1. An improved regatta timing watch, comprising:
a case having a plurality of manually actuated switches, and having a microcomputer in said case responsive to said switches, and having an annunciator in said cases responsive to said microcomputer,
an electrooptical display disposed in said case and having a plurality of first actuatable segments arranged to display digits and a plurality of second actuatable circumferentially spaced radial segments surrounding said first segments,
said microcomputer being programmed to provide a time of day mode adapted to generate and display the time of day on said first segments, and a timer mode initiated in response to actuation of at least one of said switches, said timer mode being adapted so as to display time of day on said second segments and to display on said first segments the time remaining in a selected countdown period, said countdown period being selected in response to actuation of at least one of said switches.
2. The combination according to claim 1, wherein said microcomputer is adapted upon occurrence of a preselected remaining time in said selected countdown period to cease displaying time of day on said second segments and to sequentially actuate said second segments in a predetermined pattern to indicate time remaining before start of a race.
3. The combination according to claim 2, wherein said microcomputer is programmed to actuate said second segments both cumulatively and circumferentially in sequence.
4. The combination according to claim 3, wherein said second segments are cumulatively actuated at first intervals of time and cumulatively deactivated at second shorter intervals of time.
5. The combination according to claim 1, wherein said annunciator is driven by a first signal from said microcomputer to provide a first distinctive sound in a manner which is coordinated with actuation of preselected intervals displayed on said first segments when the second segments are displaying time of day.

Work to do →
#1 Render this sentence from the regatta watch claims in Spanish: "The combination according to claim 2, wherein said microcomputer is programmed to actuate said second segments both cumulatively and circumferentially in sequence."
#2 According to the regatta watch claims, what does the timer mode show on the first segments?

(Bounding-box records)
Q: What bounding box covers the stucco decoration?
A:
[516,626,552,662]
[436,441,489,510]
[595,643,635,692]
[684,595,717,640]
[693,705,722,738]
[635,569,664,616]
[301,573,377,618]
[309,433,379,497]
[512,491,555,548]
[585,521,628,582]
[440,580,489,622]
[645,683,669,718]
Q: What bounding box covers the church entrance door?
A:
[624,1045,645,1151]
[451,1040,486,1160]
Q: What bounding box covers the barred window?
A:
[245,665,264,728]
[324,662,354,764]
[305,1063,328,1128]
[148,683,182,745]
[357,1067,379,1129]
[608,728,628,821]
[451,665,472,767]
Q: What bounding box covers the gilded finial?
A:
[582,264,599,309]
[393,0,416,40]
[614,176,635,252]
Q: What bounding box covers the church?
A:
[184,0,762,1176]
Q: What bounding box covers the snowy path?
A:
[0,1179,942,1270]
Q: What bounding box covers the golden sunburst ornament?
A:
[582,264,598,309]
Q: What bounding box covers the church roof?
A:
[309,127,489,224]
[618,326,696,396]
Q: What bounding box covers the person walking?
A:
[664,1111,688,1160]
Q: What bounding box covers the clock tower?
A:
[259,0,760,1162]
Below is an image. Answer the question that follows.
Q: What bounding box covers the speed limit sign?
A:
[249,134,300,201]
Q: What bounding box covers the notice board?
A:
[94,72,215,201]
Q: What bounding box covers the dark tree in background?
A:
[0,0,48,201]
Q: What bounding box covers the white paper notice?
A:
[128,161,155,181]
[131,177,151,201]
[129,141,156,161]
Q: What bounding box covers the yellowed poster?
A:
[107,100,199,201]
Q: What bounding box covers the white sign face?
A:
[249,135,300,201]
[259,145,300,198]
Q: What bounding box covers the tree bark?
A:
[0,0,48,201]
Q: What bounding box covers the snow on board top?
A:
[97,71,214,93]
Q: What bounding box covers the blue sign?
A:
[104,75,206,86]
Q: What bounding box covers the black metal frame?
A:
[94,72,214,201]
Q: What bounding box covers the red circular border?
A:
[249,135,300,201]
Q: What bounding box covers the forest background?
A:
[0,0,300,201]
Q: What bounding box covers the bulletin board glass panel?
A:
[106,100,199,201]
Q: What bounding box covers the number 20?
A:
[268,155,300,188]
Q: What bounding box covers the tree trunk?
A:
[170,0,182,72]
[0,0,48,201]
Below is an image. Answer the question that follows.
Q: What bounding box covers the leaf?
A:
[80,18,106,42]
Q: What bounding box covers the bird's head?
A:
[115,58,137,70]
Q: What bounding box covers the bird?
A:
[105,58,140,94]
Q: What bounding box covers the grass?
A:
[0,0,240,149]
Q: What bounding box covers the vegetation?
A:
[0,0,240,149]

Solutions to the problems →
#1 La combinación según la reivindicación 2, en la que dicha microcomputadora está programada para accionar dichos segundos segmentos de forma tanto acumulativa como circunferencial en secuencia.

#2 The time remaining in a selected countdown period.